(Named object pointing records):
--- START ---
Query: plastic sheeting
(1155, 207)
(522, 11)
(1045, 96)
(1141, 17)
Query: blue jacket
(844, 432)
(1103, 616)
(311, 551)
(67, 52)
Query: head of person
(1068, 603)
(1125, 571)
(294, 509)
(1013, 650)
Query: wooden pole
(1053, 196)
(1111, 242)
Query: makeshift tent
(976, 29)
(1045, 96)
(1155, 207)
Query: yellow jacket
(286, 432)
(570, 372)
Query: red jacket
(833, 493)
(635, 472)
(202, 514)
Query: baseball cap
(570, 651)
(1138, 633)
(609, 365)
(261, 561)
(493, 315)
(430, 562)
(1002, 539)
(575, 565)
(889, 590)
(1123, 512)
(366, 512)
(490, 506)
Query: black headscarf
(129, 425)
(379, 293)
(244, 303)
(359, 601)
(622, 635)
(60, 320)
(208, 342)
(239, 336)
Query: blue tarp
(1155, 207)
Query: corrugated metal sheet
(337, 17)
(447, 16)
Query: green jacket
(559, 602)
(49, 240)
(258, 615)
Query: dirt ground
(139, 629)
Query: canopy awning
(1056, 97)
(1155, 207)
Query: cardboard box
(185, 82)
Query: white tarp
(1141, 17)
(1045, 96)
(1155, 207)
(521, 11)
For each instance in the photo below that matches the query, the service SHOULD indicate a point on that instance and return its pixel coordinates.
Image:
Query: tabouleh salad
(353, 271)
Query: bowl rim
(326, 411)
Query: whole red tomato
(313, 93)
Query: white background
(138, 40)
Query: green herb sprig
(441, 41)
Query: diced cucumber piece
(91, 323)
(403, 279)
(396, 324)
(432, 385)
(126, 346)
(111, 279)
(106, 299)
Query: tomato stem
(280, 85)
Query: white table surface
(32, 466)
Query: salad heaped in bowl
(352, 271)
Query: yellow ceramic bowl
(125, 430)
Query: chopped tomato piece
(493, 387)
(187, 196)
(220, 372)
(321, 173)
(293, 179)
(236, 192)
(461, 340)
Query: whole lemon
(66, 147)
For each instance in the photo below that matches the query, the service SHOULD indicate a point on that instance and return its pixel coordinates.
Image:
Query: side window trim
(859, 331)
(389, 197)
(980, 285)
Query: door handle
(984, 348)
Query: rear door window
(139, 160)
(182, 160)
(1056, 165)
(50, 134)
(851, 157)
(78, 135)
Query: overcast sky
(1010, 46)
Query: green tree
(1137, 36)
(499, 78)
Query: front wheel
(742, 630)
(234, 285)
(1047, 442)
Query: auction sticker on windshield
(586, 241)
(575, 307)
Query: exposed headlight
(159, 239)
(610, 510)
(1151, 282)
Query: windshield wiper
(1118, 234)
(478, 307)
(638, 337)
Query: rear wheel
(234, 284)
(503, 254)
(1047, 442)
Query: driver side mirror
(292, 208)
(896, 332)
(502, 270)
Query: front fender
--- END ---
(Requirement): Update the records above by replacing every "jacket" with "coat", leaving everything else unchanged.

(Written answer):
Query: plastic sheeting
(1155, 207)
(522, 11)
(1045, 96)
(1141, 17)
Query: blue coat
(844, 432)
(1103, 616)
(311, 551)
(67, 52)
Query: head of person
(1068, 603)
(1125, 571)
(294, 509)
(1013, 650)
Query: wooden pole
(1053, 196)
(1111, 242)
Query: makeshift tent
(976, 29)
(1045, 96)
(1155, 207)
Query: yellow coat
(286, 432)
(570, 372)
Query: red coat
(833, 493)
(635, 472)
(202, 514)
Query: baseball cap
(570, 651)
(1138, 633)
(609, 365)
(261, 561)
(493, 315)
(430, 562)
(1002, 539)
(575, 565)
(889, 590)
(1123, 512)
(366, 512)
(490, 506)
Query: black headscarf
(129, 425)
(379, 293)
(244, 303)
(359, 601)
(622, 635)
(60, 320)
(208, 342)
(239, 336)
Query: blue tarp
(1155, 207)
Query: corrugated metal sheet
(337, 17)
(447, 16)
Query: green coat
(559, 602)
(49, 240)
(258, 615)
Query: dirt ground
(139, 629)
Query: canopy awning
(1056, 97)
(1155, 207)
Query: cardboard box
(185, 82)
Query: white tarp
(1141, 17)
(1045, 96)
(1155, 207)
(521, 11)
For each instance in the photo below that matches the query, the service SHOULD indicate a point on that instance and return its pixel coordinates.
Image:
Query: tabouleh salad
(353, 271)
Query: bowl rim
(326, 411)
Query: whole red tomato
(313, 93)
Query: white background
(138, 40)
Query: green herb sprig
(441, 41)
Query: diced cucumber piece
(91, 323)
(403, 279)
(396, 324)
(432, 385)
(126, 346)
(111, 279)
(106, 299)
Query: tomato stem
(280, 85)
Query: white table surface
(32, 466)
Query: salad heaped in bowl
(352, 271)
Query: yellow ceramic bowl
(125, 430)
Query: chopped tomato piece
(493, 387)
(187, 196)
(220, 372)
(321, 173)
(293, 179)
(236, 192)
(461, 340)
Query: whole lemon
(66, 147)
For each instance in the photo below that matches the query, the service SHOULD indicate a point on that instance and return its pixel coordinates.
Image:
Query: side window trim
(859, 331)
(389, 197)
(980, 285)
Query: door handle
(984, 348)
Query: rear door window
(139, 160)
(182, 160)
(1056, 165)
(50, 134)
(851, 157)
(78, 135)
Query: overcast sky
(1010, 46)
Query: green tree
(1137, 36)
(499, 78)
Query: front wheel
(742, 630)
(234, 285)
(1047, 442)
Query: auction sticker on windshield
(586, 241)
(575, 307)
Query: exposed headlight
(159, 239)
(610, 510)
(1151, 282)
Query: windshield wiper
(1118, 234)
(478, 307)
(638, 337)
Query: rear wheel
(234, 284)
(503, 254)
(1047, 442)
Query: driver side mirror
(292, 208)
(896, 332)
(502, 270)
Query: front fender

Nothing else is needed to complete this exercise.